Challenge: Put every line of the items below into a Markdown table with two columns, Row and Line. Number each row and leave out blank lines.

Extracted material:
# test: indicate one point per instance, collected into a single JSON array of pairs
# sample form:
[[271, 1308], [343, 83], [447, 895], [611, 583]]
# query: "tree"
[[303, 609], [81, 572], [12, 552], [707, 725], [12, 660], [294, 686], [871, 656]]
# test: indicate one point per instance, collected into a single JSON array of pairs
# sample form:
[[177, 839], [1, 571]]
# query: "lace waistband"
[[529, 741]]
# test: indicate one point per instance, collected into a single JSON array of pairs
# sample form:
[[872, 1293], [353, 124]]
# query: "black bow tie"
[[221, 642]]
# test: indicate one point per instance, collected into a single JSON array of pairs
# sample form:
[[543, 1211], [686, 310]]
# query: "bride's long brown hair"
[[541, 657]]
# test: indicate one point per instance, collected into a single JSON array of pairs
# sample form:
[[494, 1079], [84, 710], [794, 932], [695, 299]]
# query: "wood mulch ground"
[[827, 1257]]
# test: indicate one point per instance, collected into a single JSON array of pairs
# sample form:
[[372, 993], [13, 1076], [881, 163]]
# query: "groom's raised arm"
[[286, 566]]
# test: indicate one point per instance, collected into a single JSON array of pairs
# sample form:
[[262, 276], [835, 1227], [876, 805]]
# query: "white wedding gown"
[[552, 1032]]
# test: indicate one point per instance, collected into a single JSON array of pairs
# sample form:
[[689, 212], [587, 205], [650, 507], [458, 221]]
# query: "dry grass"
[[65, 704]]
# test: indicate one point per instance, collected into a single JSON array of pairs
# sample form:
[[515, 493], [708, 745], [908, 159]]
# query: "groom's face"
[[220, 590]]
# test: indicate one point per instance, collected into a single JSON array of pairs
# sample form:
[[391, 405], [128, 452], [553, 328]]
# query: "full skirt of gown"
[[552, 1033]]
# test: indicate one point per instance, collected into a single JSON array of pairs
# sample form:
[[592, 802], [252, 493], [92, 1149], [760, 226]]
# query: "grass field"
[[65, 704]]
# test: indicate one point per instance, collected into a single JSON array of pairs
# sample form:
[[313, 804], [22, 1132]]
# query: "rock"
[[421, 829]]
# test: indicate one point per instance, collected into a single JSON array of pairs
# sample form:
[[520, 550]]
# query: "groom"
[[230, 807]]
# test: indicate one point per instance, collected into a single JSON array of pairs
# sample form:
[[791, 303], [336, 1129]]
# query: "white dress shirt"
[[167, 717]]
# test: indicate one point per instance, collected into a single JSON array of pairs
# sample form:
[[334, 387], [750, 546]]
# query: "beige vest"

Task result:
| Row | Line |
|---|---|
| 1 | # test: indicate one point per instance, collected into a single JSON array of pairs |
| 2 | # sample form: |
| 3 | [[271, 1308], [343, 83], [447, 895], [611, 583]] |
| 4 | # query: "tree" |
| 5 | [[303, 609], [81, 572], [12, 552], [707, 725], [12, 660], [294, 686], [871, 656]] |
| 6 | # test: indicate one point per instance, collected into a single JSON array of pairs |
| 7 | # sample form: |
| 8 | [[177, 839], [1, 571]] |
| 9 | # query: "lace waistband" |
| 10 | [[529, 741]] |
| 11 | # test: indicate one point per instance, collected into a single JSON array of pairs |
| 12 | # sample form: |
| 13 | [[872, 1293], [353, 124]] |
| 14 | # query: "black bow tie" |
| 15 | [[221, 642]] |
| 16 | # test: indicate one point per instance, collected into a single JSON array of pairs |
| 17 | # sample form: |
| 18 | [[543, 1211], [686, 310]] |
| 19 | # query: "bride's long brown hair" |
| 20 | [[541, 657]] |
| 21 | # test: indicate one point per instance, collected into a single JSON array of pairs |
| 22 | # sample form: |
| 23 | [[494, 1079], [84, 710], [794, 932], [695, 299]] |
| 24 | # query: "wood mulch ground" |
| 25 | [[827, 1257]] |
| 26 | # test: indicate one point per instance, collected into a single JSON array of pairs |
| 27 | # sample form: |
| 28 | [[372, 993], [13, 1076], [881, 163]] |
| 29 | # query: "groom's raised arm" |
| 30 | [[286, 566]] |
| 31 | # test: indicate one point per instance, collected into a single JSON array of pairs |
| 32 | # sample form: |
| 33 | [[262, 276], [835, 1227], [876, 805]] |
| 34 | # query: "white wedding gown" |
| 35 | [[552, 1032]] |
| 36 | # test: indicate one point per instance, collected into a single JSON array of pairs |
| 37 | # sample form: |
| 38 | [[689, 212], [587, 205], [650, 507], [458, 221]] |
| 39 | # query: "dry grass" |
| 40 | [[65, 704]] |
| 41 | # test: indicate one point per instance, collected into a single JSON array of pairs |
| 42 | # sample form: |
| 43 | [[515, 493], [708, 745], [908, 159]] |
| 44 | # query: "groom's face" |
| 45 | [[220, 590]] |
| 46 | # test: indicate one point per instance, collected into a single JSON array of pairs |
| 47 | # sample form: |
| 48 | [[391, 405], [128, 452], [553, 328]] |
| 49 | # query: "full skirt of gown" |
| 50 | [[552, 1033]] |
| 51 | # test: indicate one point per instance, collected into a single JSON array of pairs |
| 52 | # sample form: |
| 53 | [[592, 802], [252, 493], [92, 1149], [760, 226]] |
| 54 | # query: "grass field" |
| 55 | [[65, 704]] |
| 56 | # test: indicate one point per instance, collected into a single JSON array of pairs |
| 57 | # sample form: |
| 58 | [[313, 804], [22, 1132]] |
| 59 | # query: "rock" |
| 60 | [[421, 829]] |
| 61 | # test: indicate one point per instance, collected into a single JSON array of pairs |
| 62 | # sample form: |
| 63 | [[520, 550]] |
| 64 | # query: "groom" |
| 65 | [[230, 807]] |
| 66 | # test: indicate one point per instance, collected into a single JSON array of pairs |
| 67 | # sample form: |
| 68 | [[791, 303], [336, 1129]] |
| 69 | # query: "white dress shirt" |
| 70 | [[167, 717]] |
| 71 | # test: indicate one point per instance, collected into a single JSON array of pairs |
| 72 | # sample form: |
| 73 | [[334, 387], [750, 546]] |
| 74 | # query: "beige vest" |